---- Text under study

The Validation Trap
Why Men Must Stand Alone
The Mirror That Lies
Every man knows the feeling. You finish something you're proud of—maybe it's a project, a piece of writing, a business venture—and you turn to those closest to you, waiting for that spark of recognition. That acknowledgment that yes, you did something worthwhile.
And you get... nothing. A shrug. A "that's nice, dear." Or worse, active discouragement dressed up as concern.
Here's the hard truth that took me too long to learn: If you're waiting for validation from family, friends, or even your fans, you're already lost. You've handed over the keys to your kingdom to people who don't even know they're holding them.
The Family Paradox
Your family loves you. At least, most of them probably do. But love and understanding are two different animals entirely. Your mother wants you safe. Your father might want you to follow the path he couldn't or wouldn't take. Your siblings? They're dealing with their own battles, their own need for validation.
"For a prophet is not without honour, but in his own country, and among his own kin, and in his own house." (Mark 6:4, KJV)

--------

◆ **Task brief**
Write out the entire validation essay above, word for word, from its title through its final line.

---- Information supplied

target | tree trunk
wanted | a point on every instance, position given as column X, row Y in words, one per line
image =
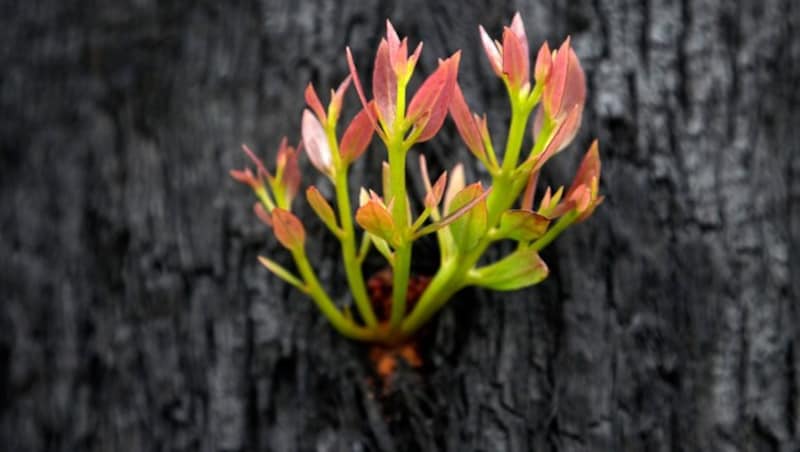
column 135, row 316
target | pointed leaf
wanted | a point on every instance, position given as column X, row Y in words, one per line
column 376, row 220
column 543, row 63
column 522, row 225
column 371, row 112
column 466, row 124
column 519, row 30
column 288, row 229
column 337, row 97
column 492, row 52
column 515, row 60
column 530, row 191
column 384, row 85
column 566, row 85
column 312, row 99
column 519, row 269
column 321, row 207
column 357, row 137
column 455, row 186
column 470, row 228
column 428, row 108
column 563, row 135
column 316, row 143
column 434, row 195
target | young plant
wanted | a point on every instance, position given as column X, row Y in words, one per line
column 466, row 219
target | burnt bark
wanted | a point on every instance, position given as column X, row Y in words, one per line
column 136, row 317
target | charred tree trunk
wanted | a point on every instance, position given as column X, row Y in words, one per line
column 135, row 316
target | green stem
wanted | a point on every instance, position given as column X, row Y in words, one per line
column 562, row 223
column 343, row 325
column 451, row 276
column 402, row 257
column 352, row 267
column 516, row 133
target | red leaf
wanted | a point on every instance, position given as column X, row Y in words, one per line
column 337, row 97
column 321, row 207
column 312, row 99
column 492, row 52
column 384, row 85
column 357, row 137
column 316, row 143
column 515, row 60
column 543, row 63
column 288, row 229
column 465, row 123
column 434, row 196
column 429, row 106
column 375, row 219
column 566, row 85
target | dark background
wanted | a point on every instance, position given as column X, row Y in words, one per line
column 135, row 317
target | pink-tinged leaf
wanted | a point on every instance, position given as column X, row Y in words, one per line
column 519, row 269
column 428, row 108
column 530, row 191
column 538, row 123
column 357, row 137
column 470, row 226
column 562, row 136
column 543, row 63
column 246, row 176
column 386, row 180
column 519, row 30
column 515, row 60
column 312, row 99
column 466, row 124
column 363, row 196
column 391, row 37
column 370, row 107
column 289, row 169
column 522, row 225
column 262, row 214
column 412, row 60
column 399, row 58
column 376, row 220
column 316, row 143
column 583, row 193
column 492, row 52
column 288, row 229
column 321, row 207
column 337, row 97
column 549, row 202
column 457, row 182
column 384, row 85
column 566, row 85
column 434, row 195
column 455, row 214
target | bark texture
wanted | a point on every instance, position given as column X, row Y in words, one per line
column 135, row 317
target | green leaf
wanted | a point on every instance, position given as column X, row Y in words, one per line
column 471, row 227
column 522, row 268
column 522, row 225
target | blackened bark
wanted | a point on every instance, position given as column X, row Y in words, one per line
column 136, row 317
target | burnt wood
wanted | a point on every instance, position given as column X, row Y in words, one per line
column 135, row 316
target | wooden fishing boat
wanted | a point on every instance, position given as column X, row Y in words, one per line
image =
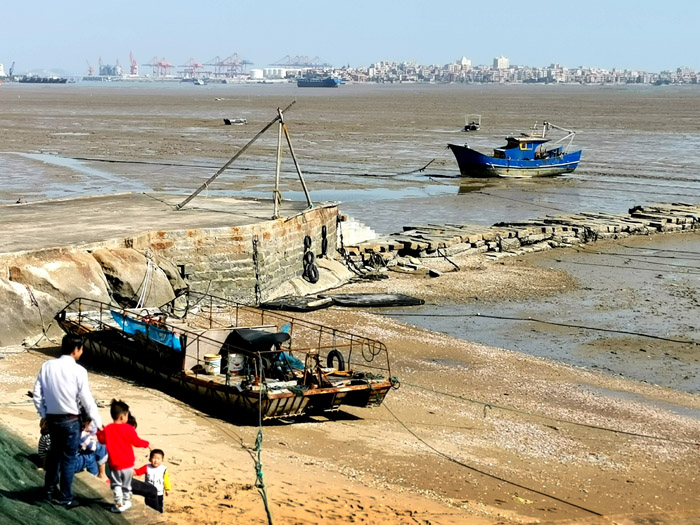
column 528, row 155
column 252, row 362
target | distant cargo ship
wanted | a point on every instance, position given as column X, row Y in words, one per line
column 33, row 79
column 319, row 82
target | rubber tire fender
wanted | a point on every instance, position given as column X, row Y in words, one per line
column 309, row 258
column 311, row 273
column 335, row 355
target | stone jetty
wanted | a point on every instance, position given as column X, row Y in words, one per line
column 137, row 250
column 515, row 238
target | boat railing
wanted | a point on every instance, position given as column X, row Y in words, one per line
column 207, row 321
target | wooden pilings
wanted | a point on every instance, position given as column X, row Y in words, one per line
column 550, row 231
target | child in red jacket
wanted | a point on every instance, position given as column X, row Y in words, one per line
column 120, row 438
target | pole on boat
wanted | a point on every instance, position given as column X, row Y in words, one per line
column 240, row 152
column 277, row 196
column 294, row 157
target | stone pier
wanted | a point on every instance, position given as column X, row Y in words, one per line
column 108, row 247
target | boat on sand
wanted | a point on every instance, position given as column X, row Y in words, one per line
column 528, row 155
column 249, row 361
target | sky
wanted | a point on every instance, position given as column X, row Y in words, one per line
column 63, row 36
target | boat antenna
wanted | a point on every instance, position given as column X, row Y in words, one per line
column 231, row 161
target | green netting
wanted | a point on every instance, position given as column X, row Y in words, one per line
column 21, row 492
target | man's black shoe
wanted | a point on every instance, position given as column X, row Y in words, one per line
column 67, row 505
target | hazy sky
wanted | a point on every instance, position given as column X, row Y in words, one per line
column 63, row 35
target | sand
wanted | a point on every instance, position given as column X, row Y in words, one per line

--------

◆ **Your solution**
The Validation Trap
Why Men Must Stand Alone
The Mirror That Lies
Every man knows the feeling. You finish something you're proud of—maybe it's a project, a piece of writing, a business venture—and you turn to those closest to you, waiting for that spark of recognition. That acknowledgment that yes, you did something worthwhile.
And you get... nothing. A shrug. A "that's nice, dear." Or worse, active discouragement dressed up as concern.
Here's the hard truth that took me too long to learn: If you're waiting for validation from family, friends, or even your fans, you're already lost. You've handed over the keys to your kingdom to people who don't even know they're holding them.
The Family Paradox
Your family loves you. At least, most of them probably do. But love and understanding are two different animals entirely. Your mother wants you safe. Your father might want you to follow the path he couldn't or wouldn't take. Your siblings? They're dealing with their own battles, their own need for validation.
"For a prophet is not without honour, but in his own country, and among his own kin, and in his own house." (Mark 6:4, KJV)